#### What is needed:
Return each record word for word, keeping none of its pictures.

------------------------------------------------------------

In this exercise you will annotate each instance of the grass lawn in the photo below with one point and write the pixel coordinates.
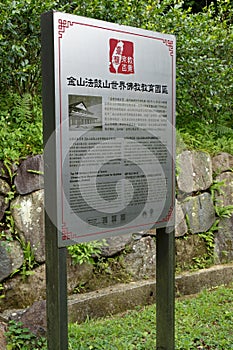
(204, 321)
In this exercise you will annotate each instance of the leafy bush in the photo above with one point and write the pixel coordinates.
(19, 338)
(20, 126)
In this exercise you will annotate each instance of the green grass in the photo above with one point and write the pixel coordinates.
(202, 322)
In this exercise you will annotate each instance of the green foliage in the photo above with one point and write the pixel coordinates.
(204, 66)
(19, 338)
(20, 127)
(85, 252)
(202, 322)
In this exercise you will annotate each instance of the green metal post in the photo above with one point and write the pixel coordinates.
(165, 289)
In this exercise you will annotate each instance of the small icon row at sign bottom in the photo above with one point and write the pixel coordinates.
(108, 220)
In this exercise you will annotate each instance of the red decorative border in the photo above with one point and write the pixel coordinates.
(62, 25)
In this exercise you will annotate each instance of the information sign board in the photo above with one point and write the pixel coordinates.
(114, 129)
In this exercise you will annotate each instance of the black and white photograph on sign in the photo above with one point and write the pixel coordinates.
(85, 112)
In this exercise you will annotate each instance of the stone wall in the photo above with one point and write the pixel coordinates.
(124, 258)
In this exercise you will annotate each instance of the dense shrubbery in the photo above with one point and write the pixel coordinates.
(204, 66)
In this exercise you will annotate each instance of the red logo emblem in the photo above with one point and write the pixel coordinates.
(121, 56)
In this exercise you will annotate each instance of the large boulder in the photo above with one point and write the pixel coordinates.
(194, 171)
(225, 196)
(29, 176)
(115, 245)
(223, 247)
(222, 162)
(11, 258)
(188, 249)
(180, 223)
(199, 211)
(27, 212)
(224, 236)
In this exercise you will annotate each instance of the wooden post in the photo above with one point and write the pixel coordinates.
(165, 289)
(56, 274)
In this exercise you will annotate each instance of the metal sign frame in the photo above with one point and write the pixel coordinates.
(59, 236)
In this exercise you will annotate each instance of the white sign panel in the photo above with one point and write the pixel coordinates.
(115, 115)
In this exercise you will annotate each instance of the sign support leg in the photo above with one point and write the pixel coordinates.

------------------------------------------------------------

#### Response area:
In this exercise you will annotate each instance of the grass lawn in the photo below with one point and write the pixel coordinates.
(204, 321)
In this exercise you will annotate each instance of the leafy bush in the photo above with one point and write the pixel coordinates.
(19, 338)
(20, 126)
In this exercise you will annotate each instance of the green grass in the photo above with one point and write the pixel coordinates.
(202, 322)
In this exercise you will annotate each instance of the green foliage in the photo above with one point and write the pixel coordinates.
(204, 66)
(19, 338)
(20, 127)
(85, 252)
(202, 322)
In this exercise you will annotate each instance of the green metal post in the photo above with one point and write the pixel coordinates.
(165, 289)
In this exercise you will annotate each instance of the small icon row at sign bottom in the photo above with one point and write the pixel coordinates.
(108, 220)
In this exercise you will annotate each instance of the red decorative border in the photo above with one point and write the pixel coordinates.
(62, 25)
In this exercise you will annotate each instance of the information sign board in the photo above with one point and write the pixel coordinates.
(114, 129)
In this exercise you will annotate each instance of the black and white photograph on sign in the photo above with one point and write the pixel coordinates.
(85, 112)
In this exercise you will annotate each instance of the stone wall in the photo above with one point and write the pixel coordinates.
(124, 258)
In this exercise you will annotate each instance of the dense shrubbery in the photo above with one point and write the pixel coordinates.
(204, 66)
In this exercise you will annotate each instance of the red logo emblem in the photo above with one point and write the pixel coordinates.
(121, 56)
In this exercise you will annotate each instance of the large boulder in the photo above with one point and write the pixel coordinates.
(194, 171)
(225, 196)
(29, 176)
(115, 245)
(223, 247)
(222, 162)
(11, 258)
(188, 249)
(180, 223)
(199, 211)
(27, 212)
(224, 236)
In this exercise you will annotate each instance of the wooden post in the photo above with one point and write the pixel coordinates.
(165, 289)
(56, 274)
In this exercise you will annotate each instance of the metal sign frame in the photo above with one point and write the pixel coordinates.
(59, 236)
In this exercise you will annotate each instance of the white sign panel in the photo above with one point and write the pixel coordinates.
(115, 115)
In this exercise you will annotate each instance of the sign support leg in the photo above with one point and write the pixel coordinates.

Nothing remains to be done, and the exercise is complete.